_What to produce_
How many lines in the records below contain the word "wall"? Reply with the number alone.

_Information supplied_
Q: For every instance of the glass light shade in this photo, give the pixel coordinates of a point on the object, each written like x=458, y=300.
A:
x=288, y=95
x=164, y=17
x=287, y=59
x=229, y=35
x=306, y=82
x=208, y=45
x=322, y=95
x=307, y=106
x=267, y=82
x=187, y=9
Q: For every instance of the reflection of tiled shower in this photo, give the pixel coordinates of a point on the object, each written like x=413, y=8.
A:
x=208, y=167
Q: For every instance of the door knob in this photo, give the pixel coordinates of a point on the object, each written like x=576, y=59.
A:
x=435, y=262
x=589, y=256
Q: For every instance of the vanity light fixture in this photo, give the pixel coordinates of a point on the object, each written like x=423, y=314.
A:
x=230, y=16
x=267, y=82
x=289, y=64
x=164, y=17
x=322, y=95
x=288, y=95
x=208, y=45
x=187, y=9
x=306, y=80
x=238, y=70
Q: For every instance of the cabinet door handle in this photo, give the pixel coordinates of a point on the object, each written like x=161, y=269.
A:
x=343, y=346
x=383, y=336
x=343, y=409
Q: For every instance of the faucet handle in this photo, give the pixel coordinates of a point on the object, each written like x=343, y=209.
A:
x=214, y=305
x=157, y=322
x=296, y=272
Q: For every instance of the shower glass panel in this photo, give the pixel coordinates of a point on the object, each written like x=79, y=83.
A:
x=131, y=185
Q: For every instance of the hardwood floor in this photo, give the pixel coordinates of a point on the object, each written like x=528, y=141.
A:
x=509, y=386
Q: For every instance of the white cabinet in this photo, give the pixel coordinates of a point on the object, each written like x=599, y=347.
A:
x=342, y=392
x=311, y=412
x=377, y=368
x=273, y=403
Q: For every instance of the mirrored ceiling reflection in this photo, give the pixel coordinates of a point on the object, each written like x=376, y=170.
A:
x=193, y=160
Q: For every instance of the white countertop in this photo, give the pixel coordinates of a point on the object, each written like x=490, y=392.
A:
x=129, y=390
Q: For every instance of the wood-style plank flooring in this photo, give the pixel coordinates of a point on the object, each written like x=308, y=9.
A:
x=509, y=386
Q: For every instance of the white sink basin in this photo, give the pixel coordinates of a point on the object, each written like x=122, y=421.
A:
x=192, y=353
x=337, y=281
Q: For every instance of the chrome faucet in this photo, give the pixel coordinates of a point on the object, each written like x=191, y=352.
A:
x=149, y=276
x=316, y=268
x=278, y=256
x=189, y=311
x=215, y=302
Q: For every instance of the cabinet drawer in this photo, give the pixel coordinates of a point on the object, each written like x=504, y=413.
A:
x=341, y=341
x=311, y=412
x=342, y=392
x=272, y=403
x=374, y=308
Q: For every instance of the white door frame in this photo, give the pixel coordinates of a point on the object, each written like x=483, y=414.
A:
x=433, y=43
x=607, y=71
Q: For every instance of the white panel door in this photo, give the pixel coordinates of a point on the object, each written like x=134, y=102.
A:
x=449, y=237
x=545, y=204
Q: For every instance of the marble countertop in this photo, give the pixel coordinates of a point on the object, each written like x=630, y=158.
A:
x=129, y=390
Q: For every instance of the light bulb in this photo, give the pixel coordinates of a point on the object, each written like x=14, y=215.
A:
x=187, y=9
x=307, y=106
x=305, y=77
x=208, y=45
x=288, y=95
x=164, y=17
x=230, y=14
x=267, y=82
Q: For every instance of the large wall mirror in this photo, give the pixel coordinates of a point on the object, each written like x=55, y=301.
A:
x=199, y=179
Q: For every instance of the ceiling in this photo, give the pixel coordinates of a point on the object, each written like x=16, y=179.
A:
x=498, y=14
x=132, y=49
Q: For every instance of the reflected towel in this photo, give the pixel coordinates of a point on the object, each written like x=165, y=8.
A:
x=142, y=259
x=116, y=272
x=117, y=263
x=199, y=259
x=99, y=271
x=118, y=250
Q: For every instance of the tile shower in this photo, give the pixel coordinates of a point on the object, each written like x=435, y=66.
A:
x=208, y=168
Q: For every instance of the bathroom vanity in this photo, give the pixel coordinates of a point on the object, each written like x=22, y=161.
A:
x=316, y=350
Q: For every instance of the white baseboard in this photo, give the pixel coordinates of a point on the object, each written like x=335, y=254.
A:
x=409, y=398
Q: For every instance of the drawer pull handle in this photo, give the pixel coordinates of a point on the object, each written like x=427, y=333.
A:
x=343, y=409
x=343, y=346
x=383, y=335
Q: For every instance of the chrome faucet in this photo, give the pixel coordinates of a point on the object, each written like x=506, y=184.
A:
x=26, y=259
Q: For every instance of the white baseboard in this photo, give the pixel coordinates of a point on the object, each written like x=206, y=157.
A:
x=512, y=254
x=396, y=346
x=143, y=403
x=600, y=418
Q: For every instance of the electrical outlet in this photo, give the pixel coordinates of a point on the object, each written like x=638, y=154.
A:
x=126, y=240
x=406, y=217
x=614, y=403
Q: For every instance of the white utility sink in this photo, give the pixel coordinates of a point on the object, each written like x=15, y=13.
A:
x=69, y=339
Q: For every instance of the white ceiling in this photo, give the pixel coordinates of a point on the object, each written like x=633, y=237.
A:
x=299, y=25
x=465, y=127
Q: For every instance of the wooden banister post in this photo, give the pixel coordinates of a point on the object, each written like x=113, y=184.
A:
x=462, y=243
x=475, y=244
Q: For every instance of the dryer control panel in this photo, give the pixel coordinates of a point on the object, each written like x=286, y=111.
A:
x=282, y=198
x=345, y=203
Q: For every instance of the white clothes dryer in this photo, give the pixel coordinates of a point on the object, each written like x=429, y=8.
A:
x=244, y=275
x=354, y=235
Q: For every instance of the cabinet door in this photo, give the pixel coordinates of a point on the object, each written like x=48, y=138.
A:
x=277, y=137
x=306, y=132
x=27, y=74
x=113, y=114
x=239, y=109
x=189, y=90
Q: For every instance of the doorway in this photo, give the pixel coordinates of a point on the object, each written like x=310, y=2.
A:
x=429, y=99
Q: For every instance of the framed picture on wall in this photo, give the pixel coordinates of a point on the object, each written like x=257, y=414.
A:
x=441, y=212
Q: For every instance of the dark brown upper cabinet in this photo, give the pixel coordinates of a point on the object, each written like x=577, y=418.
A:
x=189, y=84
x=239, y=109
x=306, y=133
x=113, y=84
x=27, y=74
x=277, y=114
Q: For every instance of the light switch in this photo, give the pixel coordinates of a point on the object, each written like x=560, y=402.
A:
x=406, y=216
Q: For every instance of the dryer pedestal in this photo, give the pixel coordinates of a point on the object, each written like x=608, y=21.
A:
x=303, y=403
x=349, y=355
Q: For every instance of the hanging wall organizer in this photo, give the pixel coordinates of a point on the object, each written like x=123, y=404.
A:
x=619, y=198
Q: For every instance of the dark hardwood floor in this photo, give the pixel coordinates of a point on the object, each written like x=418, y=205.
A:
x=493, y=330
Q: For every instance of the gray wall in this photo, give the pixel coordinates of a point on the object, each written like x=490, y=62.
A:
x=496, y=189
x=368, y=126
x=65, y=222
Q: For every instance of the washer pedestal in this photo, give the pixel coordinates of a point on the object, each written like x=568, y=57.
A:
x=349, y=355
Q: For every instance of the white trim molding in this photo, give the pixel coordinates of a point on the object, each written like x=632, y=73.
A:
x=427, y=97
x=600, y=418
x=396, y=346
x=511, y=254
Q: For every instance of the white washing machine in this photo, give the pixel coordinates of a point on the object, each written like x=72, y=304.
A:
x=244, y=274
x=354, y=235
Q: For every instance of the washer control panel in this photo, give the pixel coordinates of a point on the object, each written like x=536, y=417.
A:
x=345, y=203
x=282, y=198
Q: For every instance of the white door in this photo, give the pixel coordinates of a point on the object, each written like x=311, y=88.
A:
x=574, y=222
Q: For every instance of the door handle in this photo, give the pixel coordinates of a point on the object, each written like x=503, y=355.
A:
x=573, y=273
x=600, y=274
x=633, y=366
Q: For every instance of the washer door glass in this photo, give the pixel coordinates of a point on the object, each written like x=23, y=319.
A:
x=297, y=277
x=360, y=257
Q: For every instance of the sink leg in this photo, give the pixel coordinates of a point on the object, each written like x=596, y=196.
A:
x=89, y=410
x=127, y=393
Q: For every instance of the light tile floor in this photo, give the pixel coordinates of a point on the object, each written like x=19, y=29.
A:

---

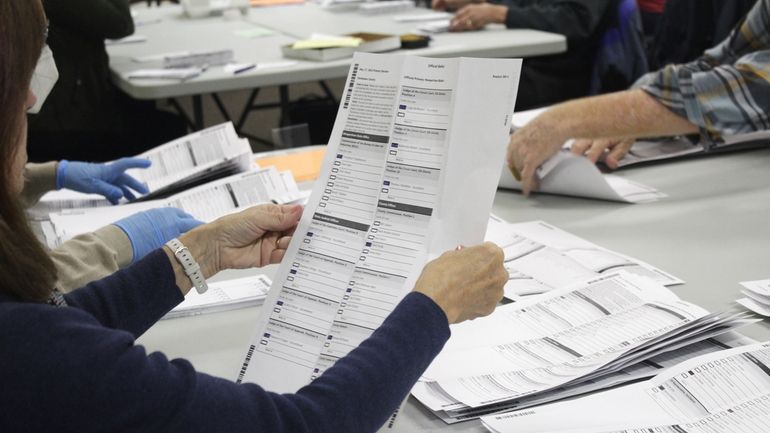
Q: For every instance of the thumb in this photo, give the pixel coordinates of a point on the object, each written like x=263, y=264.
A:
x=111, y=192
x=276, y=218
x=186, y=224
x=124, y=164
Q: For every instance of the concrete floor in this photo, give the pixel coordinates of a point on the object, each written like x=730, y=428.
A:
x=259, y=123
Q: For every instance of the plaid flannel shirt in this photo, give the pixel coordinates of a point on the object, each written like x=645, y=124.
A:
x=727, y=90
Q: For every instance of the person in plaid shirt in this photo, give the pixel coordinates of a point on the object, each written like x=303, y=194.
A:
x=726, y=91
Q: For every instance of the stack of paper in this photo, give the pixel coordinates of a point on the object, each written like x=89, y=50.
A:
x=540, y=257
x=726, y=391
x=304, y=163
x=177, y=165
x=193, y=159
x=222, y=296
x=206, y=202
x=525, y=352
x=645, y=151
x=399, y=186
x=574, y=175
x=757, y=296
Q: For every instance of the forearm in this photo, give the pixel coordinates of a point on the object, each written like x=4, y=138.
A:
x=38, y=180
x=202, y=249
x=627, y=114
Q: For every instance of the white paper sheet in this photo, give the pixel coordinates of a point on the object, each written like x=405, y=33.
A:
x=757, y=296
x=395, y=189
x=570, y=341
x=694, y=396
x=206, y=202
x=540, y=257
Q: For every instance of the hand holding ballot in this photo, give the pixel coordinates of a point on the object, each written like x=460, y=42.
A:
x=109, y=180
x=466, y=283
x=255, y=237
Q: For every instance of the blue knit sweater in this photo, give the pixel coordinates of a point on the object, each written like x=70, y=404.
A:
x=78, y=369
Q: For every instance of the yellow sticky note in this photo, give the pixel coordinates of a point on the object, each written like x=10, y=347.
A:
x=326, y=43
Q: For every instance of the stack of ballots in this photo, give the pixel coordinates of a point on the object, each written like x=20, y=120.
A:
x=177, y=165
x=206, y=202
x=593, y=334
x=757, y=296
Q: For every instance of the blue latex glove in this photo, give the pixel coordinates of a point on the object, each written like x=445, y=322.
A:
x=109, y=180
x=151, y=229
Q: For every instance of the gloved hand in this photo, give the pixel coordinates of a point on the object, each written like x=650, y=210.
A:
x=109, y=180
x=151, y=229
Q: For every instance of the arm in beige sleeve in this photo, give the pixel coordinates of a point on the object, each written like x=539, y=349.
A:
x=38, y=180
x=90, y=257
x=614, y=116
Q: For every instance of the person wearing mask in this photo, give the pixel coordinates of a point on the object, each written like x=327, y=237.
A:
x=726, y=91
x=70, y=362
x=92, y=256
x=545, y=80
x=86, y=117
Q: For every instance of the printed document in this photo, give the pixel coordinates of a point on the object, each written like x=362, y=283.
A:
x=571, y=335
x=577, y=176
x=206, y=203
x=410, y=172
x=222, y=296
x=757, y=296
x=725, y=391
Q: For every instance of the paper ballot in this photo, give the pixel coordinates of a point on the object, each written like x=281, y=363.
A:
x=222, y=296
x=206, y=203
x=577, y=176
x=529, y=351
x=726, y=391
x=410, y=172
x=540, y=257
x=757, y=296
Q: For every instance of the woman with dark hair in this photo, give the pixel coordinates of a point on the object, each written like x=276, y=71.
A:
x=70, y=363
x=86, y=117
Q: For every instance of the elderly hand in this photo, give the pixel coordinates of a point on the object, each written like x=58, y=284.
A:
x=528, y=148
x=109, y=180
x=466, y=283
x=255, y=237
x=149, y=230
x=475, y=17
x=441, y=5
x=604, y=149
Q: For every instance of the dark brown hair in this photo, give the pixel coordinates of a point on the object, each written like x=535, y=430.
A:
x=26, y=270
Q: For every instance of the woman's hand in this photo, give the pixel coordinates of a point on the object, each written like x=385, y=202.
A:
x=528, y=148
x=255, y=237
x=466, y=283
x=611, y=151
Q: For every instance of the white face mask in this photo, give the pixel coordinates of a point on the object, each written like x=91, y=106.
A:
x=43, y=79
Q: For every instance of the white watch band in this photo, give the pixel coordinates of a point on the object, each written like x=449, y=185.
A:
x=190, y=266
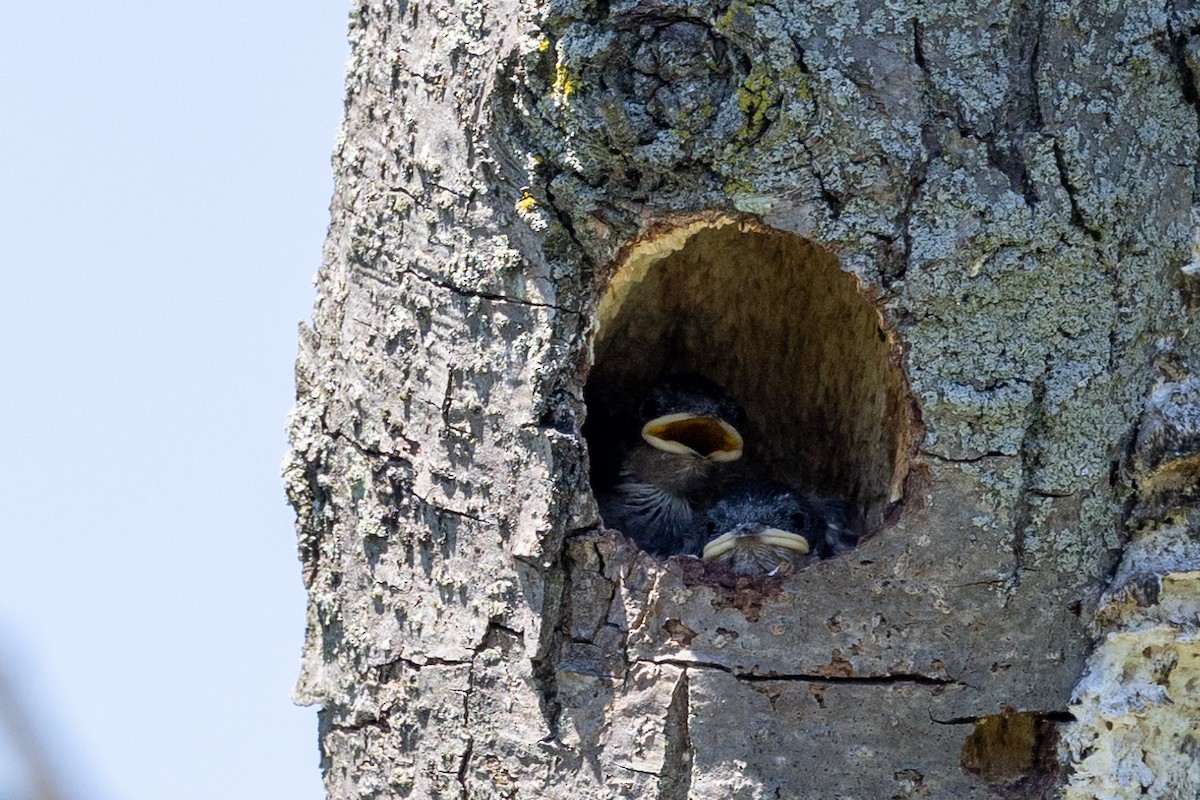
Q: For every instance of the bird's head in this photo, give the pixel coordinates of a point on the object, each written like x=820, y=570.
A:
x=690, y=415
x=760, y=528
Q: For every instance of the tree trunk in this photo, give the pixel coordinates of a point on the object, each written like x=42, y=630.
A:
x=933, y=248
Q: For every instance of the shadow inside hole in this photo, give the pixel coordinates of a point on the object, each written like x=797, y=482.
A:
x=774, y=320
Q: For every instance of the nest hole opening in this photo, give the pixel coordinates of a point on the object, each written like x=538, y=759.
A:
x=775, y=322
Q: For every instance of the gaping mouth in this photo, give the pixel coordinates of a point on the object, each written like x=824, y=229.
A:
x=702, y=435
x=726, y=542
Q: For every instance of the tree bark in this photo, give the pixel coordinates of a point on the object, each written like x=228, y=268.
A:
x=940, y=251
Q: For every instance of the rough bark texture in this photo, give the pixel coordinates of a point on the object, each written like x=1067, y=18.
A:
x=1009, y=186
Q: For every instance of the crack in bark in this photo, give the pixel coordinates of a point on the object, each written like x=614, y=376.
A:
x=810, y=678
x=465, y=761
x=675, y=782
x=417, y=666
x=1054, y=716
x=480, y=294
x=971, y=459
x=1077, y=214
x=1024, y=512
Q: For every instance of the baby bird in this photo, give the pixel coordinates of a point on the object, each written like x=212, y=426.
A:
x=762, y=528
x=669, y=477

_Exercise output_
4